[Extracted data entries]
-.-.-

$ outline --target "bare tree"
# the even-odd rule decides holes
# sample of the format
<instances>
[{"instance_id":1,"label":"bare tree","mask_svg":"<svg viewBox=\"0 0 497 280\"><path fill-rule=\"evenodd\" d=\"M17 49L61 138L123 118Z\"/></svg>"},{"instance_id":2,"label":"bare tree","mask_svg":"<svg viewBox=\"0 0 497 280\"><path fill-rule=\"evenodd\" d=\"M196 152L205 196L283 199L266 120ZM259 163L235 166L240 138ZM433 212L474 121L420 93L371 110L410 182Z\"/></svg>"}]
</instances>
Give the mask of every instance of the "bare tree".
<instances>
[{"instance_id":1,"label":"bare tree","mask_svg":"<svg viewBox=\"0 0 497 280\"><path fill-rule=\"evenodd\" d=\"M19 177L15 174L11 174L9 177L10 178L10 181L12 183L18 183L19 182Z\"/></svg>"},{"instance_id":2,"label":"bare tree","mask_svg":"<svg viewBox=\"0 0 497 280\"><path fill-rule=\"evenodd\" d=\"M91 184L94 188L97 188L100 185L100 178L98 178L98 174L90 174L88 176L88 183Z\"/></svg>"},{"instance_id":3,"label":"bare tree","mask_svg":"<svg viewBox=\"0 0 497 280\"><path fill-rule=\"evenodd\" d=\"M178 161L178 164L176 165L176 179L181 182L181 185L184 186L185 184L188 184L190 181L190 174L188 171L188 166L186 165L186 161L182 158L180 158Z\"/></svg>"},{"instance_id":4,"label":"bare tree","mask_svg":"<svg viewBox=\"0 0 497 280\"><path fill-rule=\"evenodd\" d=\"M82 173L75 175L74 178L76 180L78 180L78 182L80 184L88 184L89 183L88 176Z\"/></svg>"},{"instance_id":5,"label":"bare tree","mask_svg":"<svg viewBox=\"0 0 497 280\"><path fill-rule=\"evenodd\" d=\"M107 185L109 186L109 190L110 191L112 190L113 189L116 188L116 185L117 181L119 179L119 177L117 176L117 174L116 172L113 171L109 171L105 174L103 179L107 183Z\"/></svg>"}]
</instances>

-.-.-

• _What to work on_:
Put every item above into a two-column CSV with the headers input and output, one row per item. Place each item's text and its answer in one quoted field apiece, with line breaks replaced by spaces.

• _Written reply_:
input,output
"$ outline --target ""bare tree"" # the even-odd rule decides holes # sample of the format <instances> [{""instance_id"":1,""label"":""bare tree"",""mask_svg"":""<svg viewBox=\""0 0 497 280\""><path fill-rule=\""evenodd\"" d=\""M17 49L61 138L123 118Z\""/></svg>""},{""instance_id"":2,""label"":""bare tree"",""mask_svg"":""<svg viewBox=\""0 0 497 280\""><path fill-rule=\""evenodd\"" d=\""M196 152L205 196L283 199L266 120ZM259 163L235 166L240 138ZM433 212L474 121L420 93L371 110L410 182Z\""/></svg>""}] </instances> Give the mask of every instance of the ""bare tree"".","<instances> [{""instance_id"":1,""label"":""bare tree"",""mask_svg"":""<svg viewBox=\""0 0 497 280\""><path fill-rule=\""evenodd\"" d=\""M19 177L15 174L11 174L9 177L10 178L10 181L12 183L18 183L19 182Z\""/></svg>""},{""instance_id"":2,""label"":""bare tree"",""mask_svg"":""<svg viewBox=\""0 0 497 280\""><path fill-rule=\""evenodd\"" d=\""M91 184L94 188L97 188L100 185L100 178L98 178L98 174L90 174L88 176L88 183Z\""/></svg>""},{""instance_id"":3,""label"":""bare tree"",""mask_svg"":""<svg viewBox=\""0 0 497 280\""><path fill-rule=\""evenodd\"" d=\""M178 161L178 164L176 165L176 179L181 182L181 185L184 186L185 184L188 184L190 181L190 174L188 171L188 166L186 165L186 161L182 158L180 158Z\""/></svg>""},{""instance_id"":4,""label"":""bare tree"",""mask_svg"":""<svg viewBox=\""0 0 497 280\""><path fill-rule=\""evenodd\"" d=\""M82 173L75 175L74 178L76 180L78 180L78 182L80 184L88 184L89 183L88 176Z\""/></svg>""},{""instance_id"":5,""label"":""bare tree"",""mask_svg"":""<svg viewBox=\""0 0 497 280\""><path fill-rule=\""evenodd\"" d=\""M107 185L109 186L109 190L110 191L112 190L113 189L116 188L116 185L117 181L119 179L119 177L117 176L117 174L116 172L113 171L109 171L105 174L103 179L107 183Z\""/></svg>""}] </instances>"